» PROBLEM STATEMENT:
Can you change "silver hubcap" to "chrome hubcap" in the stretch of entries from the line containing "- **Locate**: the silver hubcap" through the line containing "xmin=576 ymin=89 xmax=712 ymax=145", keeping everything else unchanged, and return only those lines?

--- START OF STORED ROWS ---

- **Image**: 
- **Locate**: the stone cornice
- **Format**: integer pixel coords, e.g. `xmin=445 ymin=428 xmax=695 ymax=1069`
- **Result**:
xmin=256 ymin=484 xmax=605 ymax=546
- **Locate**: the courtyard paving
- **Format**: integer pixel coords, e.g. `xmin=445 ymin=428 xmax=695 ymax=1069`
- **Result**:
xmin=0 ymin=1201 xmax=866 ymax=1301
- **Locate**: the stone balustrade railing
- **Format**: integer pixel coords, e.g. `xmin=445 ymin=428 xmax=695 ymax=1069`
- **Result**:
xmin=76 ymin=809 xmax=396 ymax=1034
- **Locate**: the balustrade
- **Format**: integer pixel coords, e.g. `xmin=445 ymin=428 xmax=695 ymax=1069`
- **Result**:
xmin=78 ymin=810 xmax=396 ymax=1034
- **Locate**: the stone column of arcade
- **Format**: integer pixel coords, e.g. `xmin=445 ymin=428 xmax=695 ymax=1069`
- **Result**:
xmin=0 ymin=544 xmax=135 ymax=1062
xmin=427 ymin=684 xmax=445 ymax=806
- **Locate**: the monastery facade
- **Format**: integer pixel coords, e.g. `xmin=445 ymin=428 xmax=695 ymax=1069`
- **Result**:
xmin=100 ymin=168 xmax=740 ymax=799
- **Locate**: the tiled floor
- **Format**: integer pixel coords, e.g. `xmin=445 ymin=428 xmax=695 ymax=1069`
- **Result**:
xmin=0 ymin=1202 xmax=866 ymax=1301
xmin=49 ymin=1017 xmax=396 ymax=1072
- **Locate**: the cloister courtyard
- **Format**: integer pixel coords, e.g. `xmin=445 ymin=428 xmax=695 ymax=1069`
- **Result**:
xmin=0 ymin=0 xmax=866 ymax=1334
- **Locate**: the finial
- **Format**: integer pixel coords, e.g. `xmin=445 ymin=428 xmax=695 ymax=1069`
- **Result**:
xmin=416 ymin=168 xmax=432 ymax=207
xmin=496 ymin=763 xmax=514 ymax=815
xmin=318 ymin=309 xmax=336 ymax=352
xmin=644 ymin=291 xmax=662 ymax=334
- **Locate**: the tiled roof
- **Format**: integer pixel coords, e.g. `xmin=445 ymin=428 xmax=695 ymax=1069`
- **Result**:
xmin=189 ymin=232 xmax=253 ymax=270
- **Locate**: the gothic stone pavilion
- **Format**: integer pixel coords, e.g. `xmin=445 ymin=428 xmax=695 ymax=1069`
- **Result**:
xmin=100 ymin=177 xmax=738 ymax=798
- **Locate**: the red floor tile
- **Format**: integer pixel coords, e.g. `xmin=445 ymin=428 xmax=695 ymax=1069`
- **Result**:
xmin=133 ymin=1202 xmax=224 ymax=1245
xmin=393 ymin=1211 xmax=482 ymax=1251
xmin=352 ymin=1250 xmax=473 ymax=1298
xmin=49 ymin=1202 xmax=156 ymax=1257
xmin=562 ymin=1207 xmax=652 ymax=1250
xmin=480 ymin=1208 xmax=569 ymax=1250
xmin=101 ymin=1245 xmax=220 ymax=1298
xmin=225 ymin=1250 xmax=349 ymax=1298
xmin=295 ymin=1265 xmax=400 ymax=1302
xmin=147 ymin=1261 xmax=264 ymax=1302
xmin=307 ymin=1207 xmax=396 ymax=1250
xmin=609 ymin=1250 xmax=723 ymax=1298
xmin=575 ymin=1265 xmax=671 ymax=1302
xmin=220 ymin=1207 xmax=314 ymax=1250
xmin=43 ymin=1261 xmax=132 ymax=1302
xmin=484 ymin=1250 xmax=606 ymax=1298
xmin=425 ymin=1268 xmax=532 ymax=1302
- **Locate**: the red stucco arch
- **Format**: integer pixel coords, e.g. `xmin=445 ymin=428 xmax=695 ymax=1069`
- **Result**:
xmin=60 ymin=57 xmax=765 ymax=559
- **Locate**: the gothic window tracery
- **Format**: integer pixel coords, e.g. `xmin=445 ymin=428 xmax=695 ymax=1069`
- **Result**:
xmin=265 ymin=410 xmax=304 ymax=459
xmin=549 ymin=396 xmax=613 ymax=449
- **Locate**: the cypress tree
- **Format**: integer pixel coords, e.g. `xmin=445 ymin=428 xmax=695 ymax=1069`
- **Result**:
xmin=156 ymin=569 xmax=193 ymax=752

--- END OF STORED ROWS ---
--- START OF STORED ROWS ---

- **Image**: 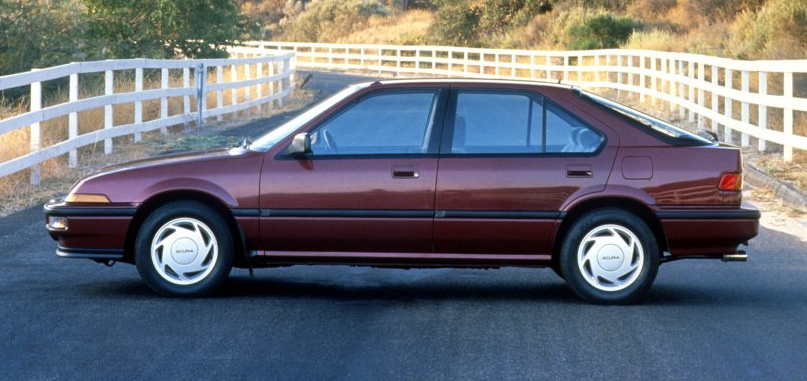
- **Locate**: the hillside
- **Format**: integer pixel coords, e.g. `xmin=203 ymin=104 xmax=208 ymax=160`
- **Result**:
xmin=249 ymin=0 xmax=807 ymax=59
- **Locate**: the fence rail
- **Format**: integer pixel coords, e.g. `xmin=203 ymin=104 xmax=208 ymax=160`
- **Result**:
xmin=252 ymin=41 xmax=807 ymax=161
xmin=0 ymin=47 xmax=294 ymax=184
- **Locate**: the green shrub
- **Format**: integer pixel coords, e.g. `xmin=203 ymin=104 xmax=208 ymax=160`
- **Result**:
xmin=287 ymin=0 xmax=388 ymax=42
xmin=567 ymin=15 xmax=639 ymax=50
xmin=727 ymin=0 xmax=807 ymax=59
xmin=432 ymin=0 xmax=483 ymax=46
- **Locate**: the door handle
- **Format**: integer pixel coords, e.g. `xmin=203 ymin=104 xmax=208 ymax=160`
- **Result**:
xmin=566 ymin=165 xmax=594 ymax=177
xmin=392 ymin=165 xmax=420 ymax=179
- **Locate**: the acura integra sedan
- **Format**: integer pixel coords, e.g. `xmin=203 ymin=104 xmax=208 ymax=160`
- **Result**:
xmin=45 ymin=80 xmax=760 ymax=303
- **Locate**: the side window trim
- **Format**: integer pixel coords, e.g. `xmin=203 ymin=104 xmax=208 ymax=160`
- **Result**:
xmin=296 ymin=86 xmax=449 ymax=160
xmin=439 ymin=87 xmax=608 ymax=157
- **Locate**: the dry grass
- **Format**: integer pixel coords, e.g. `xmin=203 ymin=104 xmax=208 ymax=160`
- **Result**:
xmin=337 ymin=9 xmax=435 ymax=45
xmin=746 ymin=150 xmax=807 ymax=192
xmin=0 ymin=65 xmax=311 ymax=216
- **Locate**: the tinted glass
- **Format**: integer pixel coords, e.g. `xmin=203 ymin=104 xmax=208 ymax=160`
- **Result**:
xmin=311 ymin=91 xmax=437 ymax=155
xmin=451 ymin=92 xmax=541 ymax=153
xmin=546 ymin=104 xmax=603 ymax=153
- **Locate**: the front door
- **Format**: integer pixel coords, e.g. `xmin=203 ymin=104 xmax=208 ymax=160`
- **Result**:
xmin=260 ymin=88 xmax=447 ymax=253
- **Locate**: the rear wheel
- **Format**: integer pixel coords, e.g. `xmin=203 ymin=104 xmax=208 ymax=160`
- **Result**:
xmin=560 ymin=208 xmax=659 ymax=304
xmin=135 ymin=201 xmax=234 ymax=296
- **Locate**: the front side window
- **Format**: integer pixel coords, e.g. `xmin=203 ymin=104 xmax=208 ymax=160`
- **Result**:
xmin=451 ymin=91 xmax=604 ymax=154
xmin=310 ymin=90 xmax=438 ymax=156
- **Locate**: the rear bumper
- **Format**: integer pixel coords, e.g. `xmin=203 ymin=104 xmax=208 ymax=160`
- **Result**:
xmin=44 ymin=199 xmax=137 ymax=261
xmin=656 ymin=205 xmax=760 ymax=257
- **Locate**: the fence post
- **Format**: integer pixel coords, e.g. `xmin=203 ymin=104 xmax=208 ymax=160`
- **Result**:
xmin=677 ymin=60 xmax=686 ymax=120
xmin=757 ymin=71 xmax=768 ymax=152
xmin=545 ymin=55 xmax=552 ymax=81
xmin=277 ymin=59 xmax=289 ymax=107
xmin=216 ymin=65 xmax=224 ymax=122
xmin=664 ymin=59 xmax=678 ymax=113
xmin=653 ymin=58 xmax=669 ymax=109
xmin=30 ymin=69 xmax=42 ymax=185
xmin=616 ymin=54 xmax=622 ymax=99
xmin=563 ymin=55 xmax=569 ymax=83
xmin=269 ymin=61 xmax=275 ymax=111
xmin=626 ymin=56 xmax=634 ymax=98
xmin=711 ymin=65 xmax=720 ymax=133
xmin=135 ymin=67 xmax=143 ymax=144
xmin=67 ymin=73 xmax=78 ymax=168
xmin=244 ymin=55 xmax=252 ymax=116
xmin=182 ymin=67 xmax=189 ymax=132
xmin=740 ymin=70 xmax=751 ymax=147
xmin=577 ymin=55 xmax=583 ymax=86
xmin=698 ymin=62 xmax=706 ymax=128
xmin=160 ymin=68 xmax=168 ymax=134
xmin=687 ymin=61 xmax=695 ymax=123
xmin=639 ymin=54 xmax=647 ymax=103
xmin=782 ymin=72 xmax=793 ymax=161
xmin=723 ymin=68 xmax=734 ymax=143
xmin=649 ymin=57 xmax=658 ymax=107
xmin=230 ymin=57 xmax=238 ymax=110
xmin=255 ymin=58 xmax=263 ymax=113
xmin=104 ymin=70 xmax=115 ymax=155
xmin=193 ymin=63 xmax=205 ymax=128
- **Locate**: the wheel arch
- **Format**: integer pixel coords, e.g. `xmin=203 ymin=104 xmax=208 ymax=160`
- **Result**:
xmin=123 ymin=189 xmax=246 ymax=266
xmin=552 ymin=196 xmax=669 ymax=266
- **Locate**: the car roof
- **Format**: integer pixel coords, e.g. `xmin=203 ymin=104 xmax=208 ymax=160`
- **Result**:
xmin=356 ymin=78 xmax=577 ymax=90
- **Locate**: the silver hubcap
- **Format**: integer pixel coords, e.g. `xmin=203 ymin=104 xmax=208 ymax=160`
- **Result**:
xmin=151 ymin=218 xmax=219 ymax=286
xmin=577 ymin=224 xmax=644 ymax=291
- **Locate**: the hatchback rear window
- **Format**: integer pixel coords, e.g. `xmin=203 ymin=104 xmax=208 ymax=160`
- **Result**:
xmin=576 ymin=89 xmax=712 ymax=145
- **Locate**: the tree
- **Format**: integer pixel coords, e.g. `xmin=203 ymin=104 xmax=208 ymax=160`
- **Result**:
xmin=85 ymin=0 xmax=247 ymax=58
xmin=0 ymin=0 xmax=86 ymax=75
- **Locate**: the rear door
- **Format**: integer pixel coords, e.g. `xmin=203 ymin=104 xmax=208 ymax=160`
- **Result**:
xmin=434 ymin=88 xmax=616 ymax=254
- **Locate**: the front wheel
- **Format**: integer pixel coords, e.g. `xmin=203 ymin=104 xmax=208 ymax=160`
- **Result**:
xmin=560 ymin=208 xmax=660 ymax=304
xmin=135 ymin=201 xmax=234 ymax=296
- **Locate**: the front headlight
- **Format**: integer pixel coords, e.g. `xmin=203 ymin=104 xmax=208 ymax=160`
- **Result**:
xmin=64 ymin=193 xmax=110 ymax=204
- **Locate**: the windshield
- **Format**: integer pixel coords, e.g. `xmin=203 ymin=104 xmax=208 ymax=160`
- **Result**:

--- END OF STORED ROWS ---

» CORRECT RESPONSE:
- **Locate**: the chrome hubcap
- **Format**: integer pixel coords, e.g. `xmin=203 ymin=104 xmax=208 ymax=160`
- **Result**:
xmin=151 ymin=218 xmax=219 ymax=286
xmin=577 ymin=224 xmax=644 ymax=291
- **Locate**: the hatchback rear window
- **Format**: integer pixel coords, e.g. `xmin=203 ymin=104 xmax=208 ymax=160`
- **Result**:
xmin=576 ymin=89 xmax=712 ymax=145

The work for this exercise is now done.